# Exercise requirements:
With the line containing "Mark the stone" as the start and the line containing "Mark the whitewashed" as the end, transcribe that span of the entries below exactly, including both.

━━━━━ Available data ━━━━━

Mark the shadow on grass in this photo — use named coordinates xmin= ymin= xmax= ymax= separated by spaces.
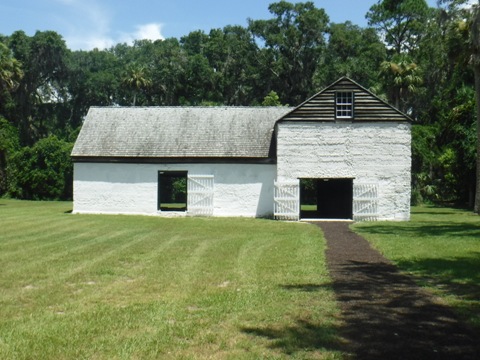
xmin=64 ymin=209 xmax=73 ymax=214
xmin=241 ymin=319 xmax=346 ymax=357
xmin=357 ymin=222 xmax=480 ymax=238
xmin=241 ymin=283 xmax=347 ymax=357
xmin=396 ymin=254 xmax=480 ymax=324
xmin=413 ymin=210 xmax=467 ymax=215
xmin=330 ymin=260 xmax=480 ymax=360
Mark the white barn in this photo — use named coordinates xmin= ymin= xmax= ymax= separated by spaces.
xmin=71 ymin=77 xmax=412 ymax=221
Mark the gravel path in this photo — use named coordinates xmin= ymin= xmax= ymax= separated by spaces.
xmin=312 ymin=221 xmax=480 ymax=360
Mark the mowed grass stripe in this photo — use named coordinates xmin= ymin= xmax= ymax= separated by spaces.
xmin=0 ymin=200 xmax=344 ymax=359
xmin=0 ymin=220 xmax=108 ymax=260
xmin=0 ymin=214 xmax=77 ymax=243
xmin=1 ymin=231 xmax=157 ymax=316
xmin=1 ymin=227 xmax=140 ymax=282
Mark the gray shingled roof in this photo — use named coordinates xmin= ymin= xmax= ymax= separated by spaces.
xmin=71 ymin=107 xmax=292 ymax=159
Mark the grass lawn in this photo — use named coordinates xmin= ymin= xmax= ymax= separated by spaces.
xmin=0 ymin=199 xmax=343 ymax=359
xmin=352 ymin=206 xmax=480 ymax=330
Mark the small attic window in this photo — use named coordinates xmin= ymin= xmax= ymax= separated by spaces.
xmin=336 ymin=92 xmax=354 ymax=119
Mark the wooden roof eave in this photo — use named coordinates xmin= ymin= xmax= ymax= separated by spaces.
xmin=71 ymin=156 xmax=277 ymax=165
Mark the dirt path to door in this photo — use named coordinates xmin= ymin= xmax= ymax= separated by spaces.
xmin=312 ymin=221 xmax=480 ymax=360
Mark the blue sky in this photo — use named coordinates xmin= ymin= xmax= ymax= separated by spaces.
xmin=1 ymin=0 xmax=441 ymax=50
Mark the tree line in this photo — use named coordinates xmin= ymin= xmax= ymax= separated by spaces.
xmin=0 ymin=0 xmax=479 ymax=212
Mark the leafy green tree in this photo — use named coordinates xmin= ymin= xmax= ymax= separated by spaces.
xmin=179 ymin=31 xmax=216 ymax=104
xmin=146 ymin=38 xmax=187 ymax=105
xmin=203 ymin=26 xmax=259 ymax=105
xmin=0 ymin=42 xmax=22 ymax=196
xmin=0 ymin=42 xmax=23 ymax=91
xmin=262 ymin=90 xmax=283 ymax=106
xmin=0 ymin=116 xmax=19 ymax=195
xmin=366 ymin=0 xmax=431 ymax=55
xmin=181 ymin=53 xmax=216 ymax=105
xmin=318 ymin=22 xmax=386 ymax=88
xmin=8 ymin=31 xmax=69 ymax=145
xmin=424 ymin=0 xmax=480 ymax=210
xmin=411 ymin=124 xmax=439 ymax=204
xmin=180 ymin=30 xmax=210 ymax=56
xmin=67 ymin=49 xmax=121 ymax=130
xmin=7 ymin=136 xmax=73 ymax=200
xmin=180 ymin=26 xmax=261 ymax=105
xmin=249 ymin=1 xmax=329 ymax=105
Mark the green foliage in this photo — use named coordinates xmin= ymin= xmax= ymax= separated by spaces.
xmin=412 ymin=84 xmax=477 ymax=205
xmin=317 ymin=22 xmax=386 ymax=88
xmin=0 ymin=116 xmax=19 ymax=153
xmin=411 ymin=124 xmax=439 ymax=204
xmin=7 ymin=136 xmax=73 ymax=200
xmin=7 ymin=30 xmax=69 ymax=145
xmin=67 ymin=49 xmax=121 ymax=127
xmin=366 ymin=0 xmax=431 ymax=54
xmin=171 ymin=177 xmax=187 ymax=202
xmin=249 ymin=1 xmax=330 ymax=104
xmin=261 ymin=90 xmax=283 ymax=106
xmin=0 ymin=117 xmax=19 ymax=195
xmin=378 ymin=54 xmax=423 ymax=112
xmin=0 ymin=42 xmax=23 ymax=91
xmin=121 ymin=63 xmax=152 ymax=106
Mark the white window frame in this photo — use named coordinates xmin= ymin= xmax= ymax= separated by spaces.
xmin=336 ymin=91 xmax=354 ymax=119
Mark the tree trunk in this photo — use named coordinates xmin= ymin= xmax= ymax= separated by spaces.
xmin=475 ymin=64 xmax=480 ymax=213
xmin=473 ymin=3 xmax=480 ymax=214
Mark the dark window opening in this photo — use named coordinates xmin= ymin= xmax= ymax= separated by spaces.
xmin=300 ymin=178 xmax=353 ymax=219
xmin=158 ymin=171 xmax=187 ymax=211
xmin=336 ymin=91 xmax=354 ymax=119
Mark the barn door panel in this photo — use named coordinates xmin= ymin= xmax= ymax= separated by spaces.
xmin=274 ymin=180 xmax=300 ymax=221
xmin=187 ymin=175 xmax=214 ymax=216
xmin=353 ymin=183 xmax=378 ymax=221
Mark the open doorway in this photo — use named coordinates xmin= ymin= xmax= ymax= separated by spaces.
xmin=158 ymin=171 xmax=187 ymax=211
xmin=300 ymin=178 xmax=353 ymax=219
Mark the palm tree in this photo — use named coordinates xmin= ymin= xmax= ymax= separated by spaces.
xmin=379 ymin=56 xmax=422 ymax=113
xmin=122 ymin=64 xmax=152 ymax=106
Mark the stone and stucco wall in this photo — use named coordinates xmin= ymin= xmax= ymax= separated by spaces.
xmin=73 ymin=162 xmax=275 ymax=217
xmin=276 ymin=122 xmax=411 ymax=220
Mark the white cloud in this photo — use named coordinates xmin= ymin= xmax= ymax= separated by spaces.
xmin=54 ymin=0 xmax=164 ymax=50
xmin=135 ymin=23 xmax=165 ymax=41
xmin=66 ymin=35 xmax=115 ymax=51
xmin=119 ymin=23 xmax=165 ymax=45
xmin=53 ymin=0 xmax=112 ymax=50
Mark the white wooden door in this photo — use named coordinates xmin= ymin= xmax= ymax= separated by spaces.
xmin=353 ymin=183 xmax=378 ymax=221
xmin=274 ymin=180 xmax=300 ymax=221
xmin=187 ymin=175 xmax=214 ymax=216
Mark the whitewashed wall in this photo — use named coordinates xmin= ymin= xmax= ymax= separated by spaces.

━━━━━
━━━━━ Available data ━━━━━

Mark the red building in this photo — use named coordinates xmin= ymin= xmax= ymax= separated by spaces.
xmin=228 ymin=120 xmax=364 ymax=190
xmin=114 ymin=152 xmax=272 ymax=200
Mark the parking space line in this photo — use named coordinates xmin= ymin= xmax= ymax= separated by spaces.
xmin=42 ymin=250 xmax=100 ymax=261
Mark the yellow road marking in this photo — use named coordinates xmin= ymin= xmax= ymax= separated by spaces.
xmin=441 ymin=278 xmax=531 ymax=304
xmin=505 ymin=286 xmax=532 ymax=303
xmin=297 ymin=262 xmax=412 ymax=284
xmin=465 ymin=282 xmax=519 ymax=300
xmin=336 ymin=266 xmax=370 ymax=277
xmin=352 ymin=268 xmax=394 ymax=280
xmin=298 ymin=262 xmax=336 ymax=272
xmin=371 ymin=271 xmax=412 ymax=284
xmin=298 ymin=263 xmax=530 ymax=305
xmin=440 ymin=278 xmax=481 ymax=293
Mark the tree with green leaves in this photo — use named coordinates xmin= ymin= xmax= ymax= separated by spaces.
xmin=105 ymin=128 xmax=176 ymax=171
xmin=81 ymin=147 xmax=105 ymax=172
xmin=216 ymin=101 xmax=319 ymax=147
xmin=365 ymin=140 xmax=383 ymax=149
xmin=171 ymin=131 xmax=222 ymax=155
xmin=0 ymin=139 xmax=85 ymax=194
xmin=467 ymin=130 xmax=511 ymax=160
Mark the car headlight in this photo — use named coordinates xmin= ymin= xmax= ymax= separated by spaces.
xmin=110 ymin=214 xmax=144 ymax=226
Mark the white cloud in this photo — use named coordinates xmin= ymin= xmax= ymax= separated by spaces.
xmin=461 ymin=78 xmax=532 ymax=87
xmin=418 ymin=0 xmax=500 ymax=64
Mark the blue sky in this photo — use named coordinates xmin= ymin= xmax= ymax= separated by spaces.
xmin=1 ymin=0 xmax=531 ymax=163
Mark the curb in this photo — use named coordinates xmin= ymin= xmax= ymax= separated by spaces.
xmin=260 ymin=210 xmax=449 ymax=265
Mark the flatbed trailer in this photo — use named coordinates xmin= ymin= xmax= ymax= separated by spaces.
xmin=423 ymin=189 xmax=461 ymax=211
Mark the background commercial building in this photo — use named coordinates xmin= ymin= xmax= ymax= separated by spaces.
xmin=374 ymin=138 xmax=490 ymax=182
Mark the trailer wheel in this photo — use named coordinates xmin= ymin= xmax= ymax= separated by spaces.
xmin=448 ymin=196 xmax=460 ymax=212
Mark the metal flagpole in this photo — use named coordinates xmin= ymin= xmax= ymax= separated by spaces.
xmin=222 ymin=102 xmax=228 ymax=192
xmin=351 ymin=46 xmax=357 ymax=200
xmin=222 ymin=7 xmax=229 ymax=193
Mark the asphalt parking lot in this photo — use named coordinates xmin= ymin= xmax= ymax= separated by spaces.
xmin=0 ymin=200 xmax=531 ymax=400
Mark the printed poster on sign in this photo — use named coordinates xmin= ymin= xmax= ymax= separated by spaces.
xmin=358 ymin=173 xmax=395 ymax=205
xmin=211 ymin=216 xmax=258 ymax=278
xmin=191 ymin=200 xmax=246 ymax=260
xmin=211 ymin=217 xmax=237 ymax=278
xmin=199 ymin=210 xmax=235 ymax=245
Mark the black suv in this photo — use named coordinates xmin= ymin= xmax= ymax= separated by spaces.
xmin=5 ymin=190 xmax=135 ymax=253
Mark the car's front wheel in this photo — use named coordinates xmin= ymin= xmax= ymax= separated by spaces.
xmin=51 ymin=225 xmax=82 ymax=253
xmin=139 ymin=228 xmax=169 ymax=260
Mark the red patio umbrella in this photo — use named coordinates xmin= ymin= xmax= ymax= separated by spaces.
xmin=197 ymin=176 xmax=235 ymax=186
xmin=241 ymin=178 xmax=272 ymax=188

━━━━━
━━━━━ Available data ━━━━━

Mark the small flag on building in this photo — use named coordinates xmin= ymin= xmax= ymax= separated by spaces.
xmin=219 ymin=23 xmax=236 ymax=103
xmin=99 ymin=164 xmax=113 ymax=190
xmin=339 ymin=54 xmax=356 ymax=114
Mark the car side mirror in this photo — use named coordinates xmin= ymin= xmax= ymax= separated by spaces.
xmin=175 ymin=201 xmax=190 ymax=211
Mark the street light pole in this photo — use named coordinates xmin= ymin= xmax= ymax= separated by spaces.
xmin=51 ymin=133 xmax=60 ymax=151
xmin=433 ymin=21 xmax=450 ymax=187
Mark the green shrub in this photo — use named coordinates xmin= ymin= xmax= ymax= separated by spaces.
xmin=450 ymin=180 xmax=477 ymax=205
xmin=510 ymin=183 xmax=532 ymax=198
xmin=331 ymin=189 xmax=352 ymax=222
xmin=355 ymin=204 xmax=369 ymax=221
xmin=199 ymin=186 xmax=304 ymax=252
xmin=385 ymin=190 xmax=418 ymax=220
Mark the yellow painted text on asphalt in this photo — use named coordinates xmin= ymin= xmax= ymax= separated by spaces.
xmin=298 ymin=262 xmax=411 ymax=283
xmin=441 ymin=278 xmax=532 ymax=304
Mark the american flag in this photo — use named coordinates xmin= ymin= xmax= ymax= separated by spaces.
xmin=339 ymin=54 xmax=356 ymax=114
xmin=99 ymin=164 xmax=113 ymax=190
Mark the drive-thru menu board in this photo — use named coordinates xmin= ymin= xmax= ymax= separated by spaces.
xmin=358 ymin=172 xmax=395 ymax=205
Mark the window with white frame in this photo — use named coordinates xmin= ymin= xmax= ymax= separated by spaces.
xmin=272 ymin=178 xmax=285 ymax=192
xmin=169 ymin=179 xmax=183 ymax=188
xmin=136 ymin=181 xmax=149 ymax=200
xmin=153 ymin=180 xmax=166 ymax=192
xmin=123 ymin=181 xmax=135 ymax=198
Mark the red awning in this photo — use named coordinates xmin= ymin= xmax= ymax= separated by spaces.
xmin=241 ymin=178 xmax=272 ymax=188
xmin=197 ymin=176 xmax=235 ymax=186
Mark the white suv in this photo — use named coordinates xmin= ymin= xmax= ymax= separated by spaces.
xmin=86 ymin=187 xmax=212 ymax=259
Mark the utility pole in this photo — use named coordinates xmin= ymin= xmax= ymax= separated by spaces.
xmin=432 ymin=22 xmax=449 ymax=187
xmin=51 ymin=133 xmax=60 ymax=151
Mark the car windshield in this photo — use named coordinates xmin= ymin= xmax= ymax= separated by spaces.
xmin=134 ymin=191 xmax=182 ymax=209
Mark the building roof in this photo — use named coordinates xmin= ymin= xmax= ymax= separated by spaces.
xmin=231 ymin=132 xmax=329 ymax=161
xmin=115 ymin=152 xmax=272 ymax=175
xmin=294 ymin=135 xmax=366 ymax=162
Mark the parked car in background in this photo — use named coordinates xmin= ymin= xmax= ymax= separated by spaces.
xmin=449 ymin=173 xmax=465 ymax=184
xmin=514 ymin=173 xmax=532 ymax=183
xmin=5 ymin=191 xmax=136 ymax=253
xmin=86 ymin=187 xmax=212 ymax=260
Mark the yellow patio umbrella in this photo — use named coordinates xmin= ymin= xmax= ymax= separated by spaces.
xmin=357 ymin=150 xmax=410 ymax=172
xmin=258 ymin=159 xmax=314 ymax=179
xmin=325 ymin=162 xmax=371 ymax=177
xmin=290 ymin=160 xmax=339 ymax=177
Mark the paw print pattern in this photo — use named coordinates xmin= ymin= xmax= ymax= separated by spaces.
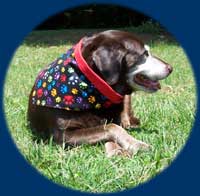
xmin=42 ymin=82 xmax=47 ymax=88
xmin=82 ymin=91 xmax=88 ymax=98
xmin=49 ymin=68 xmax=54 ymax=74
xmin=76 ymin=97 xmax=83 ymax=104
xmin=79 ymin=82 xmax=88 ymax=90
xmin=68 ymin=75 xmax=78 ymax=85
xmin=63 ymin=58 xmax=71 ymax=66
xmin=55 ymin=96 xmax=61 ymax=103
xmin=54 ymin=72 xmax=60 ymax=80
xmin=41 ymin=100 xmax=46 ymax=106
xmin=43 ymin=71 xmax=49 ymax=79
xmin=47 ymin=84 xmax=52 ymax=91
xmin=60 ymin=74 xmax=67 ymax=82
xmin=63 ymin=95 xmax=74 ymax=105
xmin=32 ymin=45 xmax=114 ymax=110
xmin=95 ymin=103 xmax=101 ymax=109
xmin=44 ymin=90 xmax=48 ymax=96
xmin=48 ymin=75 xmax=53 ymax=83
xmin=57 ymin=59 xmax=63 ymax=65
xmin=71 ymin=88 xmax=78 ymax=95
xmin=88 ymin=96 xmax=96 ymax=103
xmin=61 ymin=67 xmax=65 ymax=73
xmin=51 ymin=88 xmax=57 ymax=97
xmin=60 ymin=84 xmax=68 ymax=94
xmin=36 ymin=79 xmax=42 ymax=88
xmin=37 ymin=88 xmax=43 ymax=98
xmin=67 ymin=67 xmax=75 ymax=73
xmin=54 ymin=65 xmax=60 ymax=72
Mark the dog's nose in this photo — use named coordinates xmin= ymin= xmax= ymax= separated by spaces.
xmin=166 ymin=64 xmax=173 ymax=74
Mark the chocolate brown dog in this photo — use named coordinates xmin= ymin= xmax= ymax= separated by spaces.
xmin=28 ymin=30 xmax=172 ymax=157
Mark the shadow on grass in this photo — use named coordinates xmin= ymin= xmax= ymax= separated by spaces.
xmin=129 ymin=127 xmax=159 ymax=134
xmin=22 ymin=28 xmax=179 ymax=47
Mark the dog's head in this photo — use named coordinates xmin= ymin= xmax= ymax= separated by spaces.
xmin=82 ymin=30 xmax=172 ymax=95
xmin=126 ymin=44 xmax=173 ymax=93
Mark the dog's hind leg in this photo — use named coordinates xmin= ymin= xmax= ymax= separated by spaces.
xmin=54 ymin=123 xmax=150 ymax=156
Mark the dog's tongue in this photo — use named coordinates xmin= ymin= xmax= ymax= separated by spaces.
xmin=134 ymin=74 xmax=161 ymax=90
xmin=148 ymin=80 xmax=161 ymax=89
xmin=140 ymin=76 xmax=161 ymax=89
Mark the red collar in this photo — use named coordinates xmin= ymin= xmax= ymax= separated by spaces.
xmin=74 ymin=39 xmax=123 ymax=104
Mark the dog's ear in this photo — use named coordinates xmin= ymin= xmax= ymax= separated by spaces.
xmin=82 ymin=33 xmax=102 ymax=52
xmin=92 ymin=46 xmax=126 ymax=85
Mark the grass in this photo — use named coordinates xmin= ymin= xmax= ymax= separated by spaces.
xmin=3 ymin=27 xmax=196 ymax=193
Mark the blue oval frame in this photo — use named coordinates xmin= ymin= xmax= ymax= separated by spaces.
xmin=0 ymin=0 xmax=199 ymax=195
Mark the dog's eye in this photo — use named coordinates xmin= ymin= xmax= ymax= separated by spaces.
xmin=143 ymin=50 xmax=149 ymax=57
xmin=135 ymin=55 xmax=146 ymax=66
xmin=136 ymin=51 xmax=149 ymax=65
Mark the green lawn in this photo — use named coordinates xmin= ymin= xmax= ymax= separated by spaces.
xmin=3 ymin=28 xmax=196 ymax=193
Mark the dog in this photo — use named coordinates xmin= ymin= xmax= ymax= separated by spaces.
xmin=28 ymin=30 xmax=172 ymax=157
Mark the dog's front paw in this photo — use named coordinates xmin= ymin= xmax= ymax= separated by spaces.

━━━━━

# Answer to this problem:
Mark the stone and stucco wall in this photo — use named coordinates xmin= ymin= xmax= ymax= separated by spaces.
xmin=73 ymin=162 xmax=275 ymax=217
xmin=276 ymin=122 xmax=411 ymax=220
Mark the white cloud in this photo — use named coordinates xmin= ymin= xmax= ymax= separated by spaces.
xmin=54 ymin=0 xmax=164 ymax=50
xmin=135 ymin=23 xmax=165 ymax=41
xmin=66 ymin=35 xmax=115 ymax=51
xmin=119 ymin=23 xmax=165 ymax=45
xmin=53 ymin=0 xmax=112 ymax=50
Mark the white wooden door in this photo — use named coordinates xmin= ymin= xmax= ymax= separated by spaces.
xmin=353 ymin=183 xmax=378 ymax=221
xmin=274 ymin=180 xmax=300 ymax=221
xmin=187 ymin=175 xmax=214 ymax=216
Mark the whitewashed wall in this photo — use named coordinates xmin= ymin= xmax= ymax= separated by spaces.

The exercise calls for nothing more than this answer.